● WHAT IS BEING ASKED: Reword the stretch from the line that contains "Please pin the dining" through the line that contains "Please pin the lips" so that "placing a pin" becomes "setting a pin", with all else unchanged.

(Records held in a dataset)
** Begin **
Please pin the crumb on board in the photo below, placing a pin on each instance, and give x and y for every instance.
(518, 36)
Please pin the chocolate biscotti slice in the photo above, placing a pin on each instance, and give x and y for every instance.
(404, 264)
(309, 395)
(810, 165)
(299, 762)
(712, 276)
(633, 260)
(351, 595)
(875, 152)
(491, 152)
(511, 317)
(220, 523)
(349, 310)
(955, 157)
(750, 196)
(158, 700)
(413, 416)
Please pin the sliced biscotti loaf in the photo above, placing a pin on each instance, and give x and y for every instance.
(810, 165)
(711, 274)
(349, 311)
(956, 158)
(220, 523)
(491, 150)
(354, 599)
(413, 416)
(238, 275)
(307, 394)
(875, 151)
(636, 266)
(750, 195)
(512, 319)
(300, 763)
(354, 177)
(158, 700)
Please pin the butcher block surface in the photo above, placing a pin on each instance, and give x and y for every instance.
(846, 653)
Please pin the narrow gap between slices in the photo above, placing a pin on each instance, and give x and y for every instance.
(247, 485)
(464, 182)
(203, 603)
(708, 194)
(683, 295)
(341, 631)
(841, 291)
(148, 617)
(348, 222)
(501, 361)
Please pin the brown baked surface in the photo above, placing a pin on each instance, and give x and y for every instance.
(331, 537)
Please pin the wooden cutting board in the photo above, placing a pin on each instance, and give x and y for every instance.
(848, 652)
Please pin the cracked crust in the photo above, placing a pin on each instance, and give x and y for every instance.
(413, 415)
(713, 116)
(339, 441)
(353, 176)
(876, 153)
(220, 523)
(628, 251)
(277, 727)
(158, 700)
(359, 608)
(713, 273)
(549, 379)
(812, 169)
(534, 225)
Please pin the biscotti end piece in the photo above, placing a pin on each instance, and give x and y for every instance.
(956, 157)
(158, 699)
** End **
** Begin **
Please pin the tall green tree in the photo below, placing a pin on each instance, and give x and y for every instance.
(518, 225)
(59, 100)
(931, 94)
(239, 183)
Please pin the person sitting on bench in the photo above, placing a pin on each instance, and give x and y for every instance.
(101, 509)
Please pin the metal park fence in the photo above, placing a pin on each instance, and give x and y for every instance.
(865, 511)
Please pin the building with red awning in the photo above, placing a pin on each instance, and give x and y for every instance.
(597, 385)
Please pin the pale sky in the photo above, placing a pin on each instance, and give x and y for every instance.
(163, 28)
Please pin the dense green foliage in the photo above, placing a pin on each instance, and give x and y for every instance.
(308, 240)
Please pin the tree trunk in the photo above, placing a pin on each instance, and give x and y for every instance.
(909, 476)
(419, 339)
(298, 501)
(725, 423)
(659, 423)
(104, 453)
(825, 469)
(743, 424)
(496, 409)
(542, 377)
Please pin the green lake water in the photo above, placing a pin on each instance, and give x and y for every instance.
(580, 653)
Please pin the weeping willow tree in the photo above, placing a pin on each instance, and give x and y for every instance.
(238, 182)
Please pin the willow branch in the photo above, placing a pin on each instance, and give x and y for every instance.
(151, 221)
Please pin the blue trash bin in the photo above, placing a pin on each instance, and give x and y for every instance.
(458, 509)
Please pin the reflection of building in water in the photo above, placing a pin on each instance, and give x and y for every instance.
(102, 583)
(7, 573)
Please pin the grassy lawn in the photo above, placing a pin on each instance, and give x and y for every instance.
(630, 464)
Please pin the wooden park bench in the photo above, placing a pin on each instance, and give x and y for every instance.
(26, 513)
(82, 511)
** End **
** Begin **
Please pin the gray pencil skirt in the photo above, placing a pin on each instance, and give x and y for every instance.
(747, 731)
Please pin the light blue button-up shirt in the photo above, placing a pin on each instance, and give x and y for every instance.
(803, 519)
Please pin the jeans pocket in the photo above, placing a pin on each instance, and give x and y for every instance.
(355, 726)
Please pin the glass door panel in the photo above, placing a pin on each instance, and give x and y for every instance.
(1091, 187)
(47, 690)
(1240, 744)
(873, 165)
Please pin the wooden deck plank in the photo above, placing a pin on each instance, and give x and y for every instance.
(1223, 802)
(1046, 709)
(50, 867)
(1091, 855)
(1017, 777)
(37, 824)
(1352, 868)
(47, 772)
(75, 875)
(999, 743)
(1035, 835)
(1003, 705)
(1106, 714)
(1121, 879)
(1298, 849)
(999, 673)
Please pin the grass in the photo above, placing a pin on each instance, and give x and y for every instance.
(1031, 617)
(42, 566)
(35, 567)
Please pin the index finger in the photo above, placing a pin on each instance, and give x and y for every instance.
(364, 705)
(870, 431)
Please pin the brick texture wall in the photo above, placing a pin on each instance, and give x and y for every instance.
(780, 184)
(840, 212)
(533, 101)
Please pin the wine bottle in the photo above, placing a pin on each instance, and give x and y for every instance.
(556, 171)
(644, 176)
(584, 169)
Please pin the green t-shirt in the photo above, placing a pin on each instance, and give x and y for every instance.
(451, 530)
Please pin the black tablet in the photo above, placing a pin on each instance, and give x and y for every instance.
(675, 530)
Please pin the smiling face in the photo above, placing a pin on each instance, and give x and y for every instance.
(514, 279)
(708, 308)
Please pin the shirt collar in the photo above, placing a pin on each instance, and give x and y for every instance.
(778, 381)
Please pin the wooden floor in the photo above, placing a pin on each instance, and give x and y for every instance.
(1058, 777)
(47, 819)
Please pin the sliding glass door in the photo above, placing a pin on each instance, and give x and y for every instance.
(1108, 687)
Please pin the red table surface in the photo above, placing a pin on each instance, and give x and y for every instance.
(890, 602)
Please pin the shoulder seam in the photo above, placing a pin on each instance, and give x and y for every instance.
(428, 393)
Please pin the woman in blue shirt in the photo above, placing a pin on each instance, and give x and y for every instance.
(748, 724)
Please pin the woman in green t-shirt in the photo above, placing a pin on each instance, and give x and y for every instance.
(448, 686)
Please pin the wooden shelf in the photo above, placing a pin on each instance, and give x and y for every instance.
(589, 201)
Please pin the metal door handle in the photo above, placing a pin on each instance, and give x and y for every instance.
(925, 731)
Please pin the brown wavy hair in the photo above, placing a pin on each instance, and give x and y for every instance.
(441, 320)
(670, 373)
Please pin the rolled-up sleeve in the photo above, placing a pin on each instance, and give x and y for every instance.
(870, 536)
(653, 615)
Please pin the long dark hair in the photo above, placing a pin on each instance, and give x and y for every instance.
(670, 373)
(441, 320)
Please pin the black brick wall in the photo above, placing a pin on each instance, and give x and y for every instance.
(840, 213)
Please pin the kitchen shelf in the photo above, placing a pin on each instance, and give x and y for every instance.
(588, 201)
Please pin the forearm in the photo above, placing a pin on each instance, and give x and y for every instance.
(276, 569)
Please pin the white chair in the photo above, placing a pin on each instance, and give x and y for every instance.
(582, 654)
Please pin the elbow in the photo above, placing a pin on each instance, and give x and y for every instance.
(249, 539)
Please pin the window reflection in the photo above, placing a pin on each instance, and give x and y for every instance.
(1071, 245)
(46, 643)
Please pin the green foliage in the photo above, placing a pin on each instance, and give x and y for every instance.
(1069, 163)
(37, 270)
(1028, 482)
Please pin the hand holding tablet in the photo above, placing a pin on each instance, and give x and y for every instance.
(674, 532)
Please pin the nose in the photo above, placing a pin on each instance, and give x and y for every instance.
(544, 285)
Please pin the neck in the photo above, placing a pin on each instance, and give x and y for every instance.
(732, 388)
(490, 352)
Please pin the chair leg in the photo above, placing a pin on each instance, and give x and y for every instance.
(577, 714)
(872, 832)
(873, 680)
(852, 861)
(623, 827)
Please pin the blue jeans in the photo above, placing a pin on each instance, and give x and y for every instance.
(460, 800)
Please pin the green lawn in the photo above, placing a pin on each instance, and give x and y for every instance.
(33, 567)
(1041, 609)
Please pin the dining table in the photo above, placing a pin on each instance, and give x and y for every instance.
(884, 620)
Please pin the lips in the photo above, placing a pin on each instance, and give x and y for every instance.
** End **
● SOLUTION TO THE PROBLEM:
Please pin the dining table in the photo above, setting a pin on each instance, and give x and y for every instance.
(884, 620)
Please pin the lips in the photo above, setting a pin on each instance, and give x and y for every instance.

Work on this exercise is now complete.